It was hypothesised that when compared to typical adolescents and adults, those with ASD would: (1) differ in their sources of learning social and romantic knowledge and skills, specifically they would have less access to peers and friends; (2) that level of social functioning would predict romantic functioning; (3) engage in more intrusive or unacceptable behaviours in attempting to initiate a social or romantic relationship; and (4) persist in pursuit of a romantic interest for a greater length of time in the face of a negative or no response from the person. The results of the present research supported these hypotheses.

Not surprisingly, ASD individuals were reported to have less access to their peers and friends as sources of learning to acquire social and romantic skills and knowledge. This is likely a reflection of the core deficits characteristic of ASDs itself, as impairments in communication and social reciprocity lead to greater difficulties in socialisation and development of meaningful social relationships. Although not surprising, this is problematic in that social learning from peers and friends is a significant predictor of overall social functioning. This, of course, is a noted “vicious circle” which individuals with ASD have long suffered leaving the desire for social relationships generally unfulfilled. Consequently, they are prevented from the typical development of overall social competence. Level of social competence was expected to increase with increased age, which would in turn increase the ASD individuals’ ability for meaningful interpersonal relationship, however, this was not found. In typically developing individuals, social functioning was reported to increase as a function of age, as would generally occur given the typical developmental trajectory and acquisition of new skills, knowledge, and experience. Their level of romantic functioning also increased as a function of age. Confounding these impairments is that social functioning is the only significant influence on level of romantic functioning in ASD adolescents and adults that we found. As they have not developed an appropriate level of social functioning, they are without the foundation required in acquiring the skills or experience necessary for more complex intimate and romantic relationships. In line with the assumed developmental trends associated with ASDs, the results of this study showed that when the effect of age was controlled, ASD individuals’ reported level of romantic functioning was significantly lower than that reported of their typical peers. This indicates a developmental lag, whereby, they may actually gain higher levels of social and romantic functioning with age, but it may occur at a slower rate than that found in normal developmental trends. This result concurs with Stokes and Kaur (2005), who reported that typically, sexual behaviour is a function of age and social skills, and that at the same age as that of their normal peers, adolescents with ASD are shown to have significant deficits in their social and sexual behaviour.

In line with the second hypothesis we found the only significant predictor of romantic functioning among those with ASD was level of social functioning which was itself dependent upon learning from peers. Individuals with ASD were not reported as obtaining any learning of romantic skills from parents, siblings, observation, the media, sex education, or peers. This suggests, as many working in the field would suspect, that interventions based upon social skills would impact upon and improve romantic functioning.

## To do
Can you pick up the discussion of social and romantic functioning in adolescents and adults with ASD and carry it on past its final sentence?

## Recorded data
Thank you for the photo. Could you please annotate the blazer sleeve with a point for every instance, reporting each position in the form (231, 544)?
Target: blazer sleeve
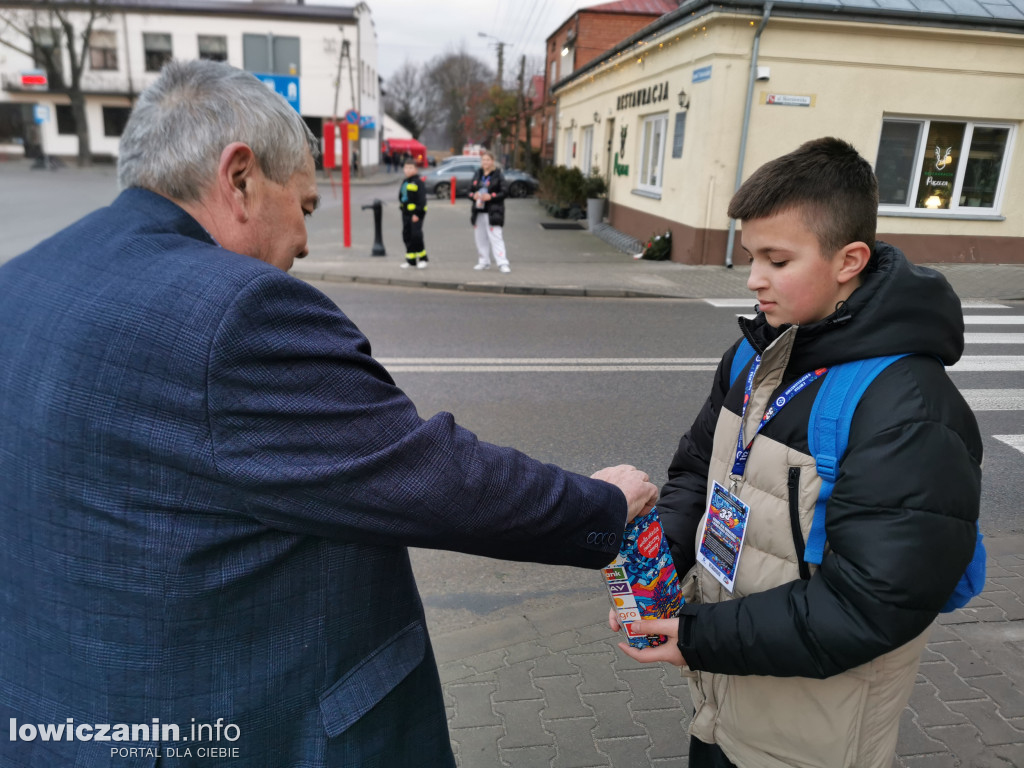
(312, 435)
(683, 497)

## Reply to the task
An interesting result of the analysis in relation to typically developing adolescents and adults was that the contribution to romantic learning from parents, siblings, and social observation as reported actually negatively affected the young person’s level of romantic functioning. The more these various sources contributed, the worse skills became among these individuals. Studies investigating the association between familial relationships and social and romantic functioning in typical adolescents and adults have generally concentrated on the nature of the familial relationships (i.e., conflict, closeness, attachment, support) and how these past experiences influence current functioning (Furman & Wehner, 1997; Shulman & Scharf, 2000), rather than treating the relationships as a potential learning source for knowledge and skills. It is not unusual for people to hold a belief that parents generally teach their children, or the child learns from their siblings, many of the skills required for adequate romantic functioning, and that this would have a positive effect. This was not the case in this study. These sources reduced romantic function, which is interesting, and it may have implications for future research in regards to how and where typical individuals acquire the skills and knowledge to function adequately in more complex romantic relationships.

Although ASD individuals lack social competence and have deficits in romantic functioning, many still possess a desire for social and romantic relationships, and actively seek out such relationships. It is natural for many individuals with ASD to desire a romantic partner, and this is often heightened by the belief that it is normal to have a boyfriend or girlfriend as “everyone else has one” (Howlin, 1997; Stokes & Newton, 2004). Examination of relationships the individuals were reported to have had with the target of their social or romantic interest, indicated that ASD adolescents and adults sought to initiate fewer social and romantic relationships but across a wider variety of people, such as strangers, colleagues, acquaintances, friends, ex-partners, and celebrities. This was also seen in their typically developing peers, however, these individuals were more likely to target colleagues, acquaintances, friends, and ex-partners in their relationship attempts, whilst the ASD group targeted these less frequently than expected, and attempted to initiate relationships significantly more frequently than is typical, with strangers and celebrities.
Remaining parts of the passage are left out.